- _Job_
Copy the lines from the one containing "Every instance of the snow" through the end of the entries, inclusive, swapping "snow" for "ice" and leaving everything else unchanged.

-- Begin Material shown --

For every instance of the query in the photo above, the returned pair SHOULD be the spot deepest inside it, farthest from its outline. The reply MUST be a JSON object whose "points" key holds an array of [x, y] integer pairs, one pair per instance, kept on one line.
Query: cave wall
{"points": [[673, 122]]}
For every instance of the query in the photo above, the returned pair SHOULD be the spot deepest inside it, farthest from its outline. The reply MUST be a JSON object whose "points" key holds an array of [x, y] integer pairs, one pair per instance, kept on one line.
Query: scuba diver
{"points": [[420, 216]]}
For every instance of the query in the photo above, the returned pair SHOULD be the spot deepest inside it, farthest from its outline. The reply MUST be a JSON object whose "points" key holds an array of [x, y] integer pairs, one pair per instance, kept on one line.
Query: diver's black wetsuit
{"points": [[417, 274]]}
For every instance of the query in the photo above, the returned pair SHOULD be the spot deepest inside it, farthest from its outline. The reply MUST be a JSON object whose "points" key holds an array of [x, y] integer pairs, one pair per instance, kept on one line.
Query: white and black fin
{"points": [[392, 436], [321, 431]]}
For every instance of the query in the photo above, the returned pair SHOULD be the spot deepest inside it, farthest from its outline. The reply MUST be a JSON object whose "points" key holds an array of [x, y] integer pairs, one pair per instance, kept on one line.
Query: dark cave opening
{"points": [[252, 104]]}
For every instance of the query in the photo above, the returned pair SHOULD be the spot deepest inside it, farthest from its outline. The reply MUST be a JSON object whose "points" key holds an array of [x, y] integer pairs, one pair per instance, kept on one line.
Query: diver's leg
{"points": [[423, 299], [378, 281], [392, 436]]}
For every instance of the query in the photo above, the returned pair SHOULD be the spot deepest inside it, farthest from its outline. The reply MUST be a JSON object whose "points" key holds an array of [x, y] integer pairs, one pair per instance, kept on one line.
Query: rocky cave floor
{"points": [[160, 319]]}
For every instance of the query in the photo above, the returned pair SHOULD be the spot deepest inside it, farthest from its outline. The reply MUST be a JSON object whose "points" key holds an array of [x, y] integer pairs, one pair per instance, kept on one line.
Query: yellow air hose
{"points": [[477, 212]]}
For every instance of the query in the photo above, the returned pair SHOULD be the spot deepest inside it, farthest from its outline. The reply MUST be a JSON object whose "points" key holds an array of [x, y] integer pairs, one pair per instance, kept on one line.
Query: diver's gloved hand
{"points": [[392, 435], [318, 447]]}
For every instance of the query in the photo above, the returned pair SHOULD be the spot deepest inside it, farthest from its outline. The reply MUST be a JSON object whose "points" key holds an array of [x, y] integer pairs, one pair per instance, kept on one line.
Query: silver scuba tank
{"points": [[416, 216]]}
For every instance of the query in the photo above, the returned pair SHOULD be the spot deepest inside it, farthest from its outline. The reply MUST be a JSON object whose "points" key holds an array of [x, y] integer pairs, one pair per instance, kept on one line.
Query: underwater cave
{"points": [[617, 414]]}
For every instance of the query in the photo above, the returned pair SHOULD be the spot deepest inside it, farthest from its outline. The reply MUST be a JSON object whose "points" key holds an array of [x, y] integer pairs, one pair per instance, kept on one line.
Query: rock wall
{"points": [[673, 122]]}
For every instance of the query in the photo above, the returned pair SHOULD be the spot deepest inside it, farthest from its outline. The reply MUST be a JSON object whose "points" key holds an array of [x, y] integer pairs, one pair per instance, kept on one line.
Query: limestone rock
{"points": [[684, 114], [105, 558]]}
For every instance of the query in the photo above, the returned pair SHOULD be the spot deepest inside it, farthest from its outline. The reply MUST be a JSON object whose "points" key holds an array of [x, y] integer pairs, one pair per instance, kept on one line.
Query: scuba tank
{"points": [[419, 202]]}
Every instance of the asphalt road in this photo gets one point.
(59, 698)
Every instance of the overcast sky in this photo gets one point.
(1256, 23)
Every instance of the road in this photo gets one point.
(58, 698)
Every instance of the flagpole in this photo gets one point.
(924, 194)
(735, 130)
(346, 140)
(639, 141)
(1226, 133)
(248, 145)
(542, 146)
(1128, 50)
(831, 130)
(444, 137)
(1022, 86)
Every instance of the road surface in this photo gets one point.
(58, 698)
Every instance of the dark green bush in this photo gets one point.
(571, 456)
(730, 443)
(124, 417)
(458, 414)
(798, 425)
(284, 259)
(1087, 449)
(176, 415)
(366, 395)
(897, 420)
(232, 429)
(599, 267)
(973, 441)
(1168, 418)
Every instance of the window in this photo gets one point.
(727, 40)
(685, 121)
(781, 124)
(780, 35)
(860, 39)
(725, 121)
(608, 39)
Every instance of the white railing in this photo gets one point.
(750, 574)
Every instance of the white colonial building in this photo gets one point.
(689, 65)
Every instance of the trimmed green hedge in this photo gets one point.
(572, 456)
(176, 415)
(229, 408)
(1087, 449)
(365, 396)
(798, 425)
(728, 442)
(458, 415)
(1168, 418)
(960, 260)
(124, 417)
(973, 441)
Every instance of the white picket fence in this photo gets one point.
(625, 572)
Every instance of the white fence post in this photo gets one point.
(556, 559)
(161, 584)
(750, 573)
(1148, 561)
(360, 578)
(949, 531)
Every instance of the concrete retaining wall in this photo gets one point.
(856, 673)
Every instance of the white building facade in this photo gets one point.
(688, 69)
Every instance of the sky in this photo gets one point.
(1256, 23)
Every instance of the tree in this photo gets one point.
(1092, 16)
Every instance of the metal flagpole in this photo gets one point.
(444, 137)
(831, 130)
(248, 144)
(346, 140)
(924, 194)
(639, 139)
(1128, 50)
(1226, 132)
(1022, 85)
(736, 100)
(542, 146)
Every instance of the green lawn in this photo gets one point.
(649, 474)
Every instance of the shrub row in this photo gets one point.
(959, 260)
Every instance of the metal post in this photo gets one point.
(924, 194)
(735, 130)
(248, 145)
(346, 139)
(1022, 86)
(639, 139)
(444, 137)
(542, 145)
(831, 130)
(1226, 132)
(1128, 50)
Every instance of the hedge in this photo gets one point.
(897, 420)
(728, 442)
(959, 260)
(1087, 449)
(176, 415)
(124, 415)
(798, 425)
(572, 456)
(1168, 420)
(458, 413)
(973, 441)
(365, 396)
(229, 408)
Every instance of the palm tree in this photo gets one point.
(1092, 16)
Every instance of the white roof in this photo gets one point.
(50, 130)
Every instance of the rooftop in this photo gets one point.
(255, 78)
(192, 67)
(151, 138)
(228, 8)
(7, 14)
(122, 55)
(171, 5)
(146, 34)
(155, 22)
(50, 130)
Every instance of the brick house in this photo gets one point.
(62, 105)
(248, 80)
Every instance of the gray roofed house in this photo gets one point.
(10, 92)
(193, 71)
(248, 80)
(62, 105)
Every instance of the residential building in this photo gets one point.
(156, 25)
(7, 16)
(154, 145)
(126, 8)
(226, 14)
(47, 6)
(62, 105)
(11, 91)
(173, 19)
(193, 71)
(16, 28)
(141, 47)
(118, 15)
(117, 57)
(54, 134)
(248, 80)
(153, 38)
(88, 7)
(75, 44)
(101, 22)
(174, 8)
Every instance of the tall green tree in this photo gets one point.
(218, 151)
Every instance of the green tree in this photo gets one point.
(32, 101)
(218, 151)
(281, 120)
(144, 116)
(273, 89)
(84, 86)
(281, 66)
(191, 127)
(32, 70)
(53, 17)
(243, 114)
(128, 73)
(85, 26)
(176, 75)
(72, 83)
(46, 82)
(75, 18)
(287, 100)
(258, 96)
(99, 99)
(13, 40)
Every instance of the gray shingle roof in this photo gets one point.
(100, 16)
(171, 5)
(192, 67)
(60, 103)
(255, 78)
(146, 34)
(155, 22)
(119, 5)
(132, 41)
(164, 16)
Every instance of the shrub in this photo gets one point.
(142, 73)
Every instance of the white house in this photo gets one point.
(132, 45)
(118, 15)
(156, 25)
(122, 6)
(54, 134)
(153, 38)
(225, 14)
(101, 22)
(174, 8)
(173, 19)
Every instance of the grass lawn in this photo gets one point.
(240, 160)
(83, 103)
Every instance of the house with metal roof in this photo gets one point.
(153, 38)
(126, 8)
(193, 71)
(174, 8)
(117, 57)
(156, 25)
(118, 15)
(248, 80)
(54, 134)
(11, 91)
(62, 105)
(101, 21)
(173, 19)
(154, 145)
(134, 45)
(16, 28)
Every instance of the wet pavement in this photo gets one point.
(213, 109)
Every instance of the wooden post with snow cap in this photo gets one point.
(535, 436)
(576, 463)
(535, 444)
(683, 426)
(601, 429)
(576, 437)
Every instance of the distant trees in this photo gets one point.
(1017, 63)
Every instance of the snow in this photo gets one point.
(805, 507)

-- End Material shown --

- _Solution for this exercise_
Every instance of the ice in this photo gets one point.
(805, 507)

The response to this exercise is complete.